● Teks Latihan
>>>
Namun, tujuan hukum untuk mencegah bunuh diri dengan metode hukum terbukti kontra-produktif. Perawatan darurat bagi mereka yang telah mencoba bunuh diri ditolak karena banyak rumah sakit dan praktisi ragu-ragu untuk memberikan perawatan yang diperlukan karena takut akan masalah hukum. Data aktual tentang percobaan bunuh diri menjadi sulit untuk dipastikan karena banyak upaya yang digambarkan tidak disengaja untuk menghindari keterlibatan dengan polisi dan pengadilan.
PENCEGAHAN BUNUH DIRI
Pandangan bahwa bunuh diri tidak dapat dicegah umumnya dipegang bahkan di kalangan profesional kesehatan. Banyak keyakinan dapat menjelaskan sikap negatif ini. Yang paling penting di antaranya adalah bahwa bunuh diri adalah masalah pribadi yang harus diputuskan oleh individu tersebut. Keyakinan lain adalah bahwa bunuh diri tidak dapat dicegah karena faktor penentu utamanya adalah faktor sosial dan lingkungan seperti pengangguran di mana individu memiliki kontrol yang relatif kecil. Namun, untuk sebagian besar yang terlibat dalam perilaku bunuh diri, mungkin ada solusi alternatif yang tepat dari masalah pencetus. Bunuh diri seringkali merupakan solusi permanen untuk masalah sementara.
Kerangka kerja Mrazek dan Haggerty mengklasifikasikan intervensi pencegahan bunuh diri sebagai universal, selektif atau diindikasikan berdasarkan bagaimana kelompok sasaran mereka didefinisikan. Intervensi universal menargetkan seluruh populasi dengan tujuan menggeser faktor risiko proksimal atau distal ke seluruh populasi. Intervensi selektif menargetkan subkelompok yang anggotanya belum menunjukkan perilaku bunuh diri tetapi menunjukkan faktor risiko yang mempengaruhi mereka untuk melakukannya di masa depan. Intervensi yang diindikasikan dirancang untuk orang yang sudah mulai menunjukkan pikiran atau perilaku bunuh diri.
<<<
● Kutipan Daftar
>>>
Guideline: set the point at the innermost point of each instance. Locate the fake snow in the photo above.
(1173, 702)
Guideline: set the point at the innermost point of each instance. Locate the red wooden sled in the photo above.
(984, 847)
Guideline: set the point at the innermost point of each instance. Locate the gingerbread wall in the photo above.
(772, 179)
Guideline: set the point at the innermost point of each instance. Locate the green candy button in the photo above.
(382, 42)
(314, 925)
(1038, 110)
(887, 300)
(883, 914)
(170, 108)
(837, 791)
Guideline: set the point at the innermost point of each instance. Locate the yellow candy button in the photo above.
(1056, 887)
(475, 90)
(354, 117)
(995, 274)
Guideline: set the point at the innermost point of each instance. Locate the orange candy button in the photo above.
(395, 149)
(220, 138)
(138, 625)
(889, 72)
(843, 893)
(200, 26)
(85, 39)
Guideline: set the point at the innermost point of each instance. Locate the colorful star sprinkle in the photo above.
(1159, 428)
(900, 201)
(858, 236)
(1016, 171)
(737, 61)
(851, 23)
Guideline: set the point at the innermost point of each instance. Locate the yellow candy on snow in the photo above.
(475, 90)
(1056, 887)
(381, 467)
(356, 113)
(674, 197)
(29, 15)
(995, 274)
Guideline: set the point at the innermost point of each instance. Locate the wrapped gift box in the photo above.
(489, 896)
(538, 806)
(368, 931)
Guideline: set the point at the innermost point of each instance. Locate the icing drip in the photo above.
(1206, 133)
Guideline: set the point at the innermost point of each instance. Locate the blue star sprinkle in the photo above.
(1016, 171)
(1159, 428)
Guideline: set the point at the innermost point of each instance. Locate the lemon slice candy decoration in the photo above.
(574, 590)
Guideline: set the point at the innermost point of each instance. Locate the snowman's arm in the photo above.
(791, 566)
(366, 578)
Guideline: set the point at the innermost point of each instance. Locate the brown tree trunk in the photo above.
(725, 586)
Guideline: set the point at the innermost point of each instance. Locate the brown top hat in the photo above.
<<<
● Tugas
Ketik ulang bagian teks tentang bunuh diri mulai dari "Namun, tujuan hukum" sampai dengan "polisi dan pengadilan.", tanpa mengubah satu kata atau tanda baca pun. Daftar tersebut tidak perlu dipakai sama sekali.

● Jawaban Tugas
Namun, tujuan hukum untuk mencegah bunuh diri dengan metode hukum terbukti kontra-produktif. Perawatan darurat bagi mereka yang telah mencoba bunuh diri ditolak karena banyak rumah sakit dan praktisi ragu-ragu untuk memberikan perawatan yang diperlukan karena takut akan masalah hukum. Data aktual tentang percobaan bunuh diri menjadi sulit untuk dipastikan karena banyak upaya yang digambarkan tidak disengaja untuk menghindari keterlibatan dengan polisi dan pengadilan.